━━ RECORDS SHOWN ━━
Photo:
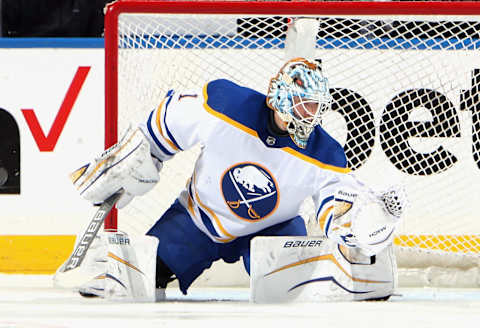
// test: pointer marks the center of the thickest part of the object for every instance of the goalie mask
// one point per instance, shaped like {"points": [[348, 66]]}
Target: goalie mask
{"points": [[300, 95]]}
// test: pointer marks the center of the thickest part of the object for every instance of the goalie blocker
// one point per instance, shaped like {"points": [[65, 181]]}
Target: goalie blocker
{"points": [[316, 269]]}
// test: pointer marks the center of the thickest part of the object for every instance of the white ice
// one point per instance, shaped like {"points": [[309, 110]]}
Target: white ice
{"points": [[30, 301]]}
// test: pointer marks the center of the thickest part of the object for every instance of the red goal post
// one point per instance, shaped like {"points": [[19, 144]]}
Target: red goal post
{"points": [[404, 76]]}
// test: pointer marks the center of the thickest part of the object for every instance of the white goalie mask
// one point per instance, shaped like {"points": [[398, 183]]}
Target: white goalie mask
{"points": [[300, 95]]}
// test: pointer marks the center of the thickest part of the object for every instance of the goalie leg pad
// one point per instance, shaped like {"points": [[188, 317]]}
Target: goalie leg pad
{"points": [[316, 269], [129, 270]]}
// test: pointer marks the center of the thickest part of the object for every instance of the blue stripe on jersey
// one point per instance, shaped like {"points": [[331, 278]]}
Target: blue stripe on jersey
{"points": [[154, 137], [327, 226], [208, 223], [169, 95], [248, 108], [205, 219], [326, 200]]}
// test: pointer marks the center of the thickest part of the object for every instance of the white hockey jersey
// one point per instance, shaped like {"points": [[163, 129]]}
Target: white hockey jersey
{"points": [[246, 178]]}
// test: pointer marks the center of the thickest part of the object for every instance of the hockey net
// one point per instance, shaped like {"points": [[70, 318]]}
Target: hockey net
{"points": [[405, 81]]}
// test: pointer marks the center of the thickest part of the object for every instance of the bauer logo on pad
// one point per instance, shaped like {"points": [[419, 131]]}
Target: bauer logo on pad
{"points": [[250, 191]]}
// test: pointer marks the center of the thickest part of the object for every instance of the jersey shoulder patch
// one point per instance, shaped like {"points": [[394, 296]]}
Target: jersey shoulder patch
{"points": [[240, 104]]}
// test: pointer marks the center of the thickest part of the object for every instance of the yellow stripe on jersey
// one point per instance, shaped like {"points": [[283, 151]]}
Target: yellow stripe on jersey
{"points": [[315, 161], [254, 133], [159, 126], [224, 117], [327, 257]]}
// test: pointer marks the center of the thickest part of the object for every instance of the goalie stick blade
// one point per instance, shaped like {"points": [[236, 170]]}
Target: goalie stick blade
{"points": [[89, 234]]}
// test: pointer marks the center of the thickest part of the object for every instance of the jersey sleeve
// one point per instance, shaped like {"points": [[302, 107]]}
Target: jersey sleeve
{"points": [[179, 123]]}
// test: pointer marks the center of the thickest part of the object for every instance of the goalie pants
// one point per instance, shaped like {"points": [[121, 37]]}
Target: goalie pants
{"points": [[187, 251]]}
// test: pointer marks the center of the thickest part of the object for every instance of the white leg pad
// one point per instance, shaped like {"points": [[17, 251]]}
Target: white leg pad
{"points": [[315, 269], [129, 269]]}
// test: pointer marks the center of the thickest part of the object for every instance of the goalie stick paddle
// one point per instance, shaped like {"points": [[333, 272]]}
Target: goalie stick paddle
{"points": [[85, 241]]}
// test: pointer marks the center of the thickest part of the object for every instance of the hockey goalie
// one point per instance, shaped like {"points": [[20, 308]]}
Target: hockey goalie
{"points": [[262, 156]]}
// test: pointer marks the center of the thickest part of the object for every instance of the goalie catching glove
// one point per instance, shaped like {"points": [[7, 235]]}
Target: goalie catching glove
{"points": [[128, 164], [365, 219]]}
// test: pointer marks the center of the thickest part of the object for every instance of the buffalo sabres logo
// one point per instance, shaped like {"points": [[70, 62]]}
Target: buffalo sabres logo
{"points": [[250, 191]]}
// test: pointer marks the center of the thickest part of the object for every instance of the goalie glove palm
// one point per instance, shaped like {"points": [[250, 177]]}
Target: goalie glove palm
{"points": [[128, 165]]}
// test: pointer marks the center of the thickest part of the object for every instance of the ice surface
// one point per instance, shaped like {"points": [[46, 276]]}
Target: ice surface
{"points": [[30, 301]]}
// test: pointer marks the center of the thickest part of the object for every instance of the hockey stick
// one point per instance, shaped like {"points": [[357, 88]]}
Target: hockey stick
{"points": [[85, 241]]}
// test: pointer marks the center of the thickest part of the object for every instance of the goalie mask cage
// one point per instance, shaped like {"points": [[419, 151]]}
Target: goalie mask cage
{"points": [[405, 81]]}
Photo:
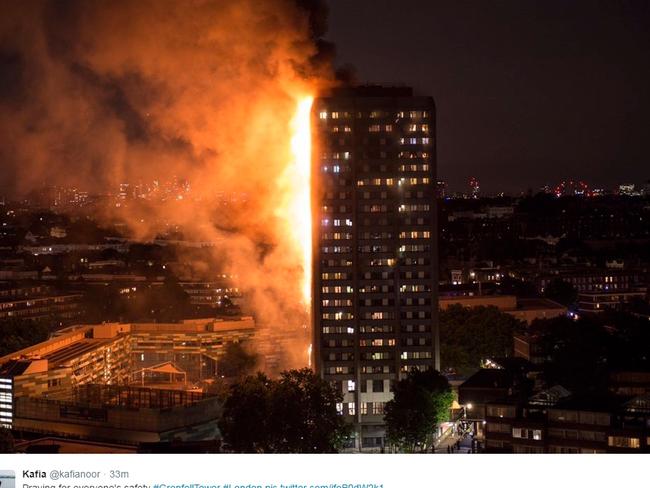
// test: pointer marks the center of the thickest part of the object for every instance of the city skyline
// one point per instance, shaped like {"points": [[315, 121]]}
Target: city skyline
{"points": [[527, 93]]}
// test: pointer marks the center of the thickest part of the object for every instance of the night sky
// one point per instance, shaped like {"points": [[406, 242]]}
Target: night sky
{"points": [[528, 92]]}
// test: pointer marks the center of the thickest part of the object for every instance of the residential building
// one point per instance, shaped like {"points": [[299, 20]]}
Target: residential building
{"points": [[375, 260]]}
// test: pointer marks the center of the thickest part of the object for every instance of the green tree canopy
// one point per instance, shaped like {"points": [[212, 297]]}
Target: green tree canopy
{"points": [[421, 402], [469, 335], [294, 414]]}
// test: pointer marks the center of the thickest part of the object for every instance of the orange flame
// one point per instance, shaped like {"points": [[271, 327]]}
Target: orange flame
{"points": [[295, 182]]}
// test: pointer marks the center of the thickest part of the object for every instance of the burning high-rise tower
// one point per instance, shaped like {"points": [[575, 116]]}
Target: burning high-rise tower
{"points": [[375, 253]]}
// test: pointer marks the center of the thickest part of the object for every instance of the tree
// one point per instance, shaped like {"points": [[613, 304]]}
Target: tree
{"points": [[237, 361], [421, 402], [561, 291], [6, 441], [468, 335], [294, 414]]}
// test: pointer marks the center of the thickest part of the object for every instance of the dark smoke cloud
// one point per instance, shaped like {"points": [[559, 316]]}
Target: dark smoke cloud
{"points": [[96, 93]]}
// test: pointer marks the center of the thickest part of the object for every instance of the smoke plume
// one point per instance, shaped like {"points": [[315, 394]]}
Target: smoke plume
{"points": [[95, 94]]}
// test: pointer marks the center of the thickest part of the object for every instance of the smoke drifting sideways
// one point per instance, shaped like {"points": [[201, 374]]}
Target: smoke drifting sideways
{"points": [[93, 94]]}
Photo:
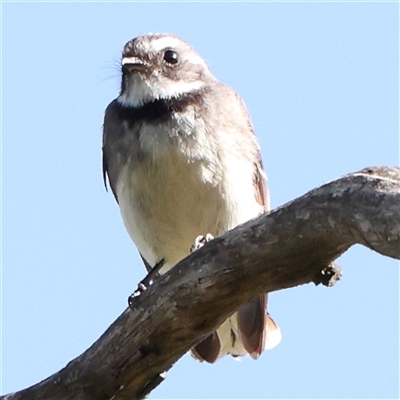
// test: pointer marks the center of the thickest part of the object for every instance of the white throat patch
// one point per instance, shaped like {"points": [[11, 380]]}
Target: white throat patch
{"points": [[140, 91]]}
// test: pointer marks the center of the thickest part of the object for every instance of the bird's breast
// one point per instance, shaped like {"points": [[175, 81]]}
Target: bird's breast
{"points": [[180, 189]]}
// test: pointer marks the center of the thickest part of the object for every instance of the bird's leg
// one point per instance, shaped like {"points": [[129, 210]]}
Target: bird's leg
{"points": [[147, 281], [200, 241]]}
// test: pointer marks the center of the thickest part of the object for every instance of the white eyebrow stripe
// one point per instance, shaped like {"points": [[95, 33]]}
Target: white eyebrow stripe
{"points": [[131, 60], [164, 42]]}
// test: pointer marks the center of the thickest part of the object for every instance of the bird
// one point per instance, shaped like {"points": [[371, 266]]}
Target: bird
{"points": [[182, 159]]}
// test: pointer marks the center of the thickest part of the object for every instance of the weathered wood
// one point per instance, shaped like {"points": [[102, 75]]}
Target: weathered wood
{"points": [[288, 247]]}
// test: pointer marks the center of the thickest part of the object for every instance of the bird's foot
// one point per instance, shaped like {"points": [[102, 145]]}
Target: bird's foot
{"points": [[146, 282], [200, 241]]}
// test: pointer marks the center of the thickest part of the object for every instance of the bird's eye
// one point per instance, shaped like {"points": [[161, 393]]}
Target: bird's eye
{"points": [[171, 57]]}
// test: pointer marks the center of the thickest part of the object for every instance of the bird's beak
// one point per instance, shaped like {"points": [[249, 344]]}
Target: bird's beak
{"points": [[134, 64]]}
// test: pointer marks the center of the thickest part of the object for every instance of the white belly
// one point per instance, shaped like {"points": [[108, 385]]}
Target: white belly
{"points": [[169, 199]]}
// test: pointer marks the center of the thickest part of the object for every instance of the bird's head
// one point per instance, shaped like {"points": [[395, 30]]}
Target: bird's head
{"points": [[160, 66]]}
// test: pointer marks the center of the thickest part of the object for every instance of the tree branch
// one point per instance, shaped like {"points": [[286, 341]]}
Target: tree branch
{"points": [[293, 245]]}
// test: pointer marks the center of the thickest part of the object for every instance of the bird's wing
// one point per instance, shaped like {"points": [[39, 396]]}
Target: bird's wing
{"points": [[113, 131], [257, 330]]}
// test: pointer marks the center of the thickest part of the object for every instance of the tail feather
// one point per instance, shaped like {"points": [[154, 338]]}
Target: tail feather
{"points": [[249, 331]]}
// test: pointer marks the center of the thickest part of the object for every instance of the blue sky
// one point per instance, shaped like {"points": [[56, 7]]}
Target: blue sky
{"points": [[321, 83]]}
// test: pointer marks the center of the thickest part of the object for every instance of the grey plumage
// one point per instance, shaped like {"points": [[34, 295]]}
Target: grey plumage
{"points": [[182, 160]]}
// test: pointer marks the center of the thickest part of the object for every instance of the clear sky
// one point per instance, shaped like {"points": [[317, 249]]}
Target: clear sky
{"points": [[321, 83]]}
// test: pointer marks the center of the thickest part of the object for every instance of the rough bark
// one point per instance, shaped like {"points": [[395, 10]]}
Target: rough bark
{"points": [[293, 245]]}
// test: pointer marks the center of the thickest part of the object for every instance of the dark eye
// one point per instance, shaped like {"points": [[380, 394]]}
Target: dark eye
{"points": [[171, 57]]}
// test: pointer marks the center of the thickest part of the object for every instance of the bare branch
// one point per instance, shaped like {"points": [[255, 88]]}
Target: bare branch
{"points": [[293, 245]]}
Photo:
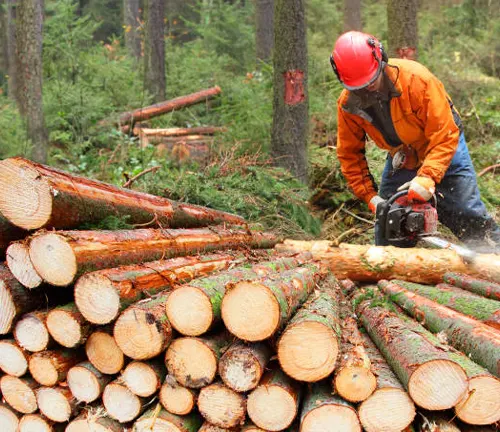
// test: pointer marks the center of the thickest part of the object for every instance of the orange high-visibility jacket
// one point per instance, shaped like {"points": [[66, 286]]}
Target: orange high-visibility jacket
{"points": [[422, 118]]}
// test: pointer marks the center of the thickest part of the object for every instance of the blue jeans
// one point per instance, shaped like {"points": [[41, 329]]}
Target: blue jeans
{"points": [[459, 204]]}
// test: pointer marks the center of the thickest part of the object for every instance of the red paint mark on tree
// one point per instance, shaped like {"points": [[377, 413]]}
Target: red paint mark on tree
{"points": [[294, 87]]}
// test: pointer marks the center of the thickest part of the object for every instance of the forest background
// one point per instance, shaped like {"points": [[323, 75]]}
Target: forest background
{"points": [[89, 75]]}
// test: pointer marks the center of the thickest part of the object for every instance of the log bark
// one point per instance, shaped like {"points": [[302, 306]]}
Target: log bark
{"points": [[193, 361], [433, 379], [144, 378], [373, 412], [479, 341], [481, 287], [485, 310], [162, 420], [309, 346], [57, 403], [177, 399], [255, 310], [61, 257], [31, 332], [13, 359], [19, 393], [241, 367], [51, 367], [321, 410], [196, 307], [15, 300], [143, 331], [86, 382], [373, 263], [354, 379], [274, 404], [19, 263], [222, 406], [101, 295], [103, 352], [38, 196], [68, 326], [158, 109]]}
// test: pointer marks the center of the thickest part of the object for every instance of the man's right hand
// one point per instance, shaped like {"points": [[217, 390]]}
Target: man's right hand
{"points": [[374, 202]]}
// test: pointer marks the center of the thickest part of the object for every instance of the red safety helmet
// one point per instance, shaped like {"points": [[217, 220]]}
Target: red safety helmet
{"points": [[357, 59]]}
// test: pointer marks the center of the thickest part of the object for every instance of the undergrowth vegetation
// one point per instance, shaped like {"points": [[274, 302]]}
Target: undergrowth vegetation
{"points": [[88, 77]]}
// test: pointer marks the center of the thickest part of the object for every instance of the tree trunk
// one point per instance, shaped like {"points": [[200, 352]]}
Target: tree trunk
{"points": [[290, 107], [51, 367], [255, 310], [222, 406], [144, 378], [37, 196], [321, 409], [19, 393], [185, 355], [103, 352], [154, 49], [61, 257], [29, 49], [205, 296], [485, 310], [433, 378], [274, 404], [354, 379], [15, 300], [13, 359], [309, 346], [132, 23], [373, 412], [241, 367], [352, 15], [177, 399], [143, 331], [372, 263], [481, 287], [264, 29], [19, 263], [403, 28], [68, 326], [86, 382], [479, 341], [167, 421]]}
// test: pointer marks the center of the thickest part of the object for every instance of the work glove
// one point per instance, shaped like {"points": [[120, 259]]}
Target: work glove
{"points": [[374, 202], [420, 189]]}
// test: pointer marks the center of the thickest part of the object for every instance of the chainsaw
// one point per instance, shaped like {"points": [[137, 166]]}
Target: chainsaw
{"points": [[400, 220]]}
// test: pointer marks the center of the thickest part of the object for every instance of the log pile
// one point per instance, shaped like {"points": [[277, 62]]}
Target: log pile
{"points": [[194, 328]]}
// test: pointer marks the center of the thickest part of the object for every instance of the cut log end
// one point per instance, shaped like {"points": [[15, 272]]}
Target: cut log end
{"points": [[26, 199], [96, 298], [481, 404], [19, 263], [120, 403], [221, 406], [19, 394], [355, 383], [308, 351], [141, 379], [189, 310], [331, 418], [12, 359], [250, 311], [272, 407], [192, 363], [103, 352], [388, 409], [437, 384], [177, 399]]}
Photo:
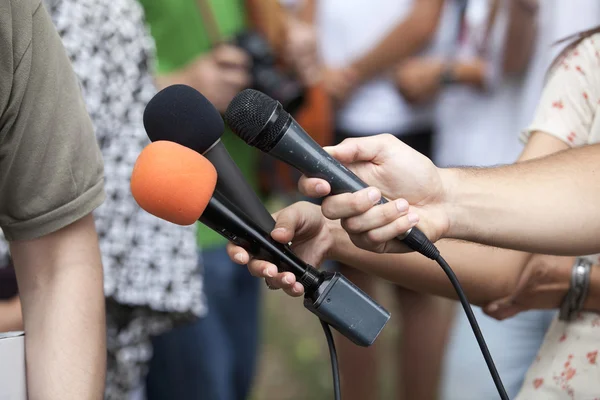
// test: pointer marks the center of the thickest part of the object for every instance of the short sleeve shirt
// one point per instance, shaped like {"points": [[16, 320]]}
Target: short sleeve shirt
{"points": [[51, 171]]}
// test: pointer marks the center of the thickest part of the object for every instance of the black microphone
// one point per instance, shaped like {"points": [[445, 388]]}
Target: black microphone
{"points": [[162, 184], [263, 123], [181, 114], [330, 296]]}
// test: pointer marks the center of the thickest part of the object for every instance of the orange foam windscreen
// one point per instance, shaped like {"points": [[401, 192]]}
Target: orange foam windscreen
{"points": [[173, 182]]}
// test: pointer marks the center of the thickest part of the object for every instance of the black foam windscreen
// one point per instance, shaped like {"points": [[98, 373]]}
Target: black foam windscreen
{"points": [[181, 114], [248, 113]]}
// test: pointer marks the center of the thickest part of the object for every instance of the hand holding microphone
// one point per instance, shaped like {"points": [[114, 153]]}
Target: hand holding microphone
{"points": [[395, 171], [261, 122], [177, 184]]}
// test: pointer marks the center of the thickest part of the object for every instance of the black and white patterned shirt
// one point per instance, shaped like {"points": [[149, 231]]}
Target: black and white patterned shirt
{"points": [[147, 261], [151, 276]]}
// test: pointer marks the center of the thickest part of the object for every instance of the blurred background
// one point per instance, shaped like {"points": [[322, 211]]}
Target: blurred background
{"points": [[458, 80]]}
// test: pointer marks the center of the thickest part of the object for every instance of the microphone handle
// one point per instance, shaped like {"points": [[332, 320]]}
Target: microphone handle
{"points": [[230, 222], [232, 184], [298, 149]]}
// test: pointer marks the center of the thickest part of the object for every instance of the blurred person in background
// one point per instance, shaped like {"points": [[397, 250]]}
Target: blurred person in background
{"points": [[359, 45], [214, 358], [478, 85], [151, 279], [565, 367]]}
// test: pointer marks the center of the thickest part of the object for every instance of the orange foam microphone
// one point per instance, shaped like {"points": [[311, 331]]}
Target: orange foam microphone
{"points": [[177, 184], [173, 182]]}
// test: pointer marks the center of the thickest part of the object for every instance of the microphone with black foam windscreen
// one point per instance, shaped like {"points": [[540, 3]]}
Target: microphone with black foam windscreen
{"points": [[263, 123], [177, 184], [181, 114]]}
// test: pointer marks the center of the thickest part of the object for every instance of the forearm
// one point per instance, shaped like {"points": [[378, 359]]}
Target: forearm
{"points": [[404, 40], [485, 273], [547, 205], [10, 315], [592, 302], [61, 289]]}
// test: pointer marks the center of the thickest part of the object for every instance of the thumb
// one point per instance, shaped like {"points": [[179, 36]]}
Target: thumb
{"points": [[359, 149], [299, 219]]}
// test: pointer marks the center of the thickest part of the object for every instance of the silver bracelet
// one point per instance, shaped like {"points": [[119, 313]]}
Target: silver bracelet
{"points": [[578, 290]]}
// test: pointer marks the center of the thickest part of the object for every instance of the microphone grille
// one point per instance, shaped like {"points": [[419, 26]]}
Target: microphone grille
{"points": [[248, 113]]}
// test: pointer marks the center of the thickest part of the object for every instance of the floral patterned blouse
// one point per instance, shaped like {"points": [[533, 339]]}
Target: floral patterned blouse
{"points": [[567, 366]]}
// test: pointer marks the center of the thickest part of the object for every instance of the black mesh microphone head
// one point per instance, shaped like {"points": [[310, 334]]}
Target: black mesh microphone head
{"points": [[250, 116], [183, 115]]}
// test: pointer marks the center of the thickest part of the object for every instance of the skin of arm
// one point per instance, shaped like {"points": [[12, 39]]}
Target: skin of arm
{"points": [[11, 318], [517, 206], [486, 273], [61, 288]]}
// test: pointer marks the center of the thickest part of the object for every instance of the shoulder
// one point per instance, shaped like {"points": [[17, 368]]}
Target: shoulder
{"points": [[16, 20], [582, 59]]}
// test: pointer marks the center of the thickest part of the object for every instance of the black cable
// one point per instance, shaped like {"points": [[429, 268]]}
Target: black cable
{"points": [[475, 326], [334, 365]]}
━━━
WHAT YOU SHOULD DO >> Copy nothing but the lines from the start of the entries through the line with "the goalie leg pad". Write them out exactly, without pictures.

EXPECTED ANSWER >>
Photo:
// test: pointer marks the center of the thickest part of the object for every instance of the goalie mask
// one point per instance, shaped like {"points": [[348, 66]]}
Target: goalie mask
{"points": [[300, 95]]}
// test: pointer marks the center of the thickest part of the object for every instance of the goalie blocker
// one point per instance, shaped like {"points": [[65, 181]]}
Target: goalie blocker
{"points": [[316, 269]]}
// test: pointer marks the center of the thickest part of the object for every instance of the white ice
// one point per instance, shaped like {"points": [[309, 110]]}
Target: white ice
{"points": [[30, 301]]}
// test: pointer marks the center of the thickest part of the object for every instance of the red goal post
// one point per instance, shaped like {"points": [[19, 144]]}
Target: red goal post
{"points": [[404, 76]]}
// test: pointer marks the center of the thickest part of the object for every instance of the white goalie mask
// one point per instance, shaped like {"points": [[398, 183]]}
Target: white goalie mask
{"points": [[300, 95]]}
// test: pointer marks the center of the thickest part of the object for every instance of the goalie leg pad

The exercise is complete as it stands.